# Exercise brief
Select each line of the items below that contains the word "boulder" and copy those lines.

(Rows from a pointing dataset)
--- Begin ---

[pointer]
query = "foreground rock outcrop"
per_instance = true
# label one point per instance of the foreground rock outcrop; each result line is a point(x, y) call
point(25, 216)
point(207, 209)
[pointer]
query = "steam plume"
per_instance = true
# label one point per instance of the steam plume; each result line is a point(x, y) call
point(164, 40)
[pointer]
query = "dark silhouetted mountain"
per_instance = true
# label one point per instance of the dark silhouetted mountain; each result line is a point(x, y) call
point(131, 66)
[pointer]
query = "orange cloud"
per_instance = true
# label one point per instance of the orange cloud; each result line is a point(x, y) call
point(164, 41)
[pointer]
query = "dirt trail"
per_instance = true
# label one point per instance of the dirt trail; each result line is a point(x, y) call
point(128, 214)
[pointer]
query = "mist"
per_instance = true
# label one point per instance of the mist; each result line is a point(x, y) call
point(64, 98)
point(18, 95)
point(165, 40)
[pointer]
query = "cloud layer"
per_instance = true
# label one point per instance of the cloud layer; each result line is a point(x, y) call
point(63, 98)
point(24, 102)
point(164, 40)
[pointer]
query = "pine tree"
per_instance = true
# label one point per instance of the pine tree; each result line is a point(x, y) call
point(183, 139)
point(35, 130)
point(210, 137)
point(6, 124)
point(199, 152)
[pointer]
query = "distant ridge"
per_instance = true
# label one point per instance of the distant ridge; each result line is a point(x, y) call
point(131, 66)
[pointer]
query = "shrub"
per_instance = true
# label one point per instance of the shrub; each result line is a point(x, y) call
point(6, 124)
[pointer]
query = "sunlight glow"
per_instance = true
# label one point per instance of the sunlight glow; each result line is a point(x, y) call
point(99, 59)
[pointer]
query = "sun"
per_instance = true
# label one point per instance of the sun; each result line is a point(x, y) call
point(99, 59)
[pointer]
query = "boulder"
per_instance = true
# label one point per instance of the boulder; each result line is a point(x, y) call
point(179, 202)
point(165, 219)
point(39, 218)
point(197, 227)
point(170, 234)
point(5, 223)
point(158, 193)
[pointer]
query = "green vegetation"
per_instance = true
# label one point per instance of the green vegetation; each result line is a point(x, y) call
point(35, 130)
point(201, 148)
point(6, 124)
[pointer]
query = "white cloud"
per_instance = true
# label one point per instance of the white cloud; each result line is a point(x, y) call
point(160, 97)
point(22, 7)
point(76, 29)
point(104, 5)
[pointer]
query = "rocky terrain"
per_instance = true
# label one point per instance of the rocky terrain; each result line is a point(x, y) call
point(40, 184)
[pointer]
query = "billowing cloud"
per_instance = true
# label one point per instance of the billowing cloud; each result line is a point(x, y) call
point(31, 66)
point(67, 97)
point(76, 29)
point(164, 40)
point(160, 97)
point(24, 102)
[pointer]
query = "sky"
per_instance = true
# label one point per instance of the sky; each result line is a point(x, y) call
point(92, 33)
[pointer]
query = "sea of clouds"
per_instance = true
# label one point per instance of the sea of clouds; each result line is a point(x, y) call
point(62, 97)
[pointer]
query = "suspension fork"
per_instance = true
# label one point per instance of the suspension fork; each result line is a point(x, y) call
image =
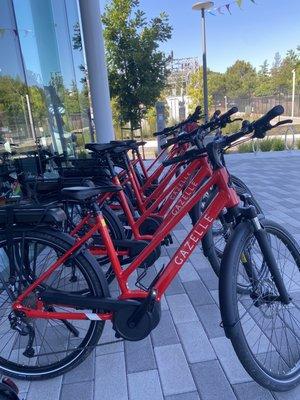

--- End ---

# Solution for this problem
query = "boulder"
# label one point per instance of the boulder; each result line is a point(x, y) call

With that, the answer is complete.